■ Exercise 1: Copy the records word for word, from their start through the line containing "column 295, row 94", with both ends included. Omit the pictures.

■ Source extract:

####

The UK gilts climbed during Wednesday’s afternoon session after the country’s manufacturing PMI for the month of December, released today, beat market expectations, also higher than the previous reading in November. Investors will now remain focused on Britain’s construction PMI for the similar period, due on January 3 for further direction in the debt market.
The yield on the benchmark 10-year gilts, plunged 6-1/2 basis points to 1.205 percent, the super-long 30-year bond yields plunged nearly 4 basis points to 1.779 percent and the yield on the short-term 2-year traded 5 basis points lower at 0.700 percent by 09:50GMT.
The end of 2018 saw a further modest improvement in business conditions in the UK manufacturing sector. At 54.2 in December, the seasonally adjusted IHS Markit/CIPS Purchasing Managers’ Index (PMI) rose to a six-month high, up from 53.6 in November.

####

■ Exercise 2: In one to three sentences, explain what caused UK gilts to climb during Wednesday's afternoon session, according to the gilts market report.

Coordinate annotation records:

####

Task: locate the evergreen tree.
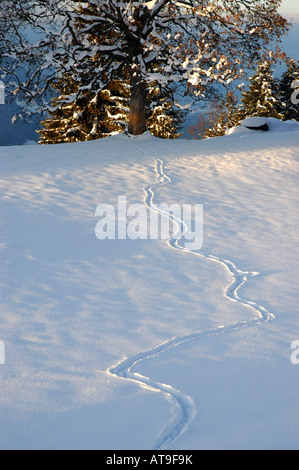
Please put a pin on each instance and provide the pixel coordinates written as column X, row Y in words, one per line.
column 192, row 42
column 88, row 116
column 260, row 98
column 284, row 91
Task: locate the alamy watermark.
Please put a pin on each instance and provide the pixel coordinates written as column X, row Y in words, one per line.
column 2, row 93
column 295, row 353
column 162, row 222
column 2, row 353
column 295, row 94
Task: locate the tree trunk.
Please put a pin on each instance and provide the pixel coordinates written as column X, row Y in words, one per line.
column 137, row 120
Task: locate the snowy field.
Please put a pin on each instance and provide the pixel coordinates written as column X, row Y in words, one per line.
column 140, row 344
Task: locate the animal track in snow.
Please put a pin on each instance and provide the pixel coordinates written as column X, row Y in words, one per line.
column 186, row 409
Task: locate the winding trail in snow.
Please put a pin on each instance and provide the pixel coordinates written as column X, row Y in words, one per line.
column 186, row 409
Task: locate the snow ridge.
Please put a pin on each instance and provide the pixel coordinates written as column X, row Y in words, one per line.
column 186, row 409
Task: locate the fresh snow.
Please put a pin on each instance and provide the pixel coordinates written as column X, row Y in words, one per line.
column 140, row 344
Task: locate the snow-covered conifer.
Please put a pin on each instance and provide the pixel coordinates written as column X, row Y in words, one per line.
column 195, row 43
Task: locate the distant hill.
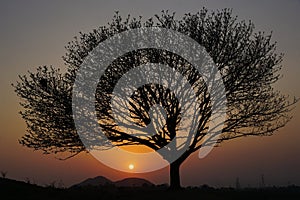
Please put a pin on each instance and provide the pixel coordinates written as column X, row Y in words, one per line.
column 133, row 182
column 127, row 182
column 97, row 181
column 16, row 190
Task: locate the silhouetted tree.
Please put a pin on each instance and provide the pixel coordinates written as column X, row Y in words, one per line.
column 246, row 60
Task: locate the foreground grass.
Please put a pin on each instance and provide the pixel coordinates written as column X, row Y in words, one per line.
column 11, row 189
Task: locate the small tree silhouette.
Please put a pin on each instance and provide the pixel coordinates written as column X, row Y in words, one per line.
column 247, row 61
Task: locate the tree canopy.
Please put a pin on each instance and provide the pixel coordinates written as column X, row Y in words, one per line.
column 247, row 61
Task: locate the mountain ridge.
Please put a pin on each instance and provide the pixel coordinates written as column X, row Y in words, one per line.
column 99, row 181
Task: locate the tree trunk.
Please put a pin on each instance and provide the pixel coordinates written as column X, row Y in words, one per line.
column 175, row 175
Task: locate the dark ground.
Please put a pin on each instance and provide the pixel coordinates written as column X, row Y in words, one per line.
column 11, row 189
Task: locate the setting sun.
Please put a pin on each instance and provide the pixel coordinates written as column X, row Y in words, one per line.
column 131, row 166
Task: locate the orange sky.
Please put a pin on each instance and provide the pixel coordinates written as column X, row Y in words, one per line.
column 34, row 33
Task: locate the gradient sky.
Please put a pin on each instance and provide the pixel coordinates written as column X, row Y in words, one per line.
column 34, row 33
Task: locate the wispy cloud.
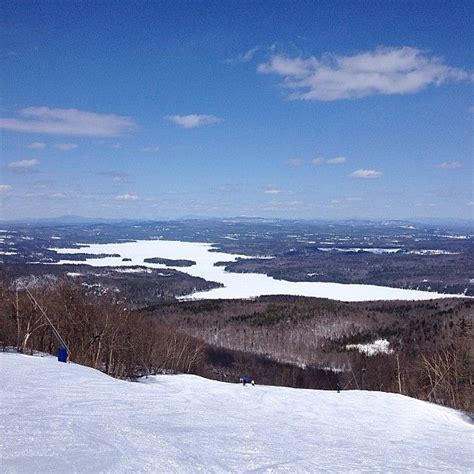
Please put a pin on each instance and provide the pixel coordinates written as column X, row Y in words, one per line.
column 117, row 176
column 68, row 122
column 193, row 120
column 151, row 149
column 127, row 197
column 295, row 162
column 271, row 189
column 244, row 57
column 387, row 71
column 450, row 165
column 338, row 160
column 36, row 146
column 65, row 146
column 23, row 166
column 366, row 174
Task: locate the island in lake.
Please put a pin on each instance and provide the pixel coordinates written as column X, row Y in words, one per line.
column 170, row 262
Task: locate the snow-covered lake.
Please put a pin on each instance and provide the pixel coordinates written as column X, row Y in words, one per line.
column 66, row 418
column 236, row 285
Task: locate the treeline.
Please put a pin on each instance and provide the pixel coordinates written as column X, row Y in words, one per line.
column 431, row 341
column 432, row 356
column 99, row 331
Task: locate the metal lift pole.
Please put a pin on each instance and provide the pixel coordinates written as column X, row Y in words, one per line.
column 55, row 331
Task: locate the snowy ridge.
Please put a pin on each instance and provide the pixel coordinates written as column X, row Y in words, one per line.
column 235, row 285
column 69, row 418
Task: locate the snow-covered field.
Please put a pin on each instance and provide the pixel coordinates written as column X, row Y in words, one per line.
column 236, row 285
column 68, row 418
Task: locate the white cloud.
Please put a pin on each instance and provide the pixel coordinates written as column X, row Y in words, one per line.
column 366, row 174
column 193, row 120
column 66, row 146
column 338, row 160
column 295, row 162
column 450, row 165
column 68, row 122
column 37, row 146
column 401, row 70
column 270, row 189
column 127, row 197
column 117, row 176
column 244, row 57
column 151, row 149
column 23, row 166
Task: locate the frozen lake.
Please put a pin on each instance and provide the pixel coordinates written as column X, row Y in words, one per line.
column 236, row 285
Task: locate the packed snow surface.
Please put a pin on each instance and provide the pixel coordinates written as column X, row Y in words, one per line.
column 69, row 418
column 236, row 285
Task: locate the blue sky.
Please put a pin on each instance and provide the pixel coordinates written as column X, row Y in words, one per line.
column 279, row 109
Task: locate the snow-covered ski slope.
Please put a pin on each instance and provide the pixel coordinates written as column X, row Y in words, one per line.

####

■ Worked solution 1:
Task: locate the evergreen tree.
Please put a pin on each instance and provide the pixel coordinates written as column X, row Y in words, one per line.
column 192, row 42
column 88, row 116
column 260, row 98
column 284, row 91
Task: locate the alamy watermark.
Please put a pin on each instance and provide the pixel coordinates written as column X, row Y in words, one per line.
column 2, row 93
column 295, row 353
column 162, row 222
column 2, row 353
column 295, row 94

■ Worked solution 2: UK gilts climbed after the country's manufacturing PMI for December was released that day. It beat market expectations and was also higher than the November reading.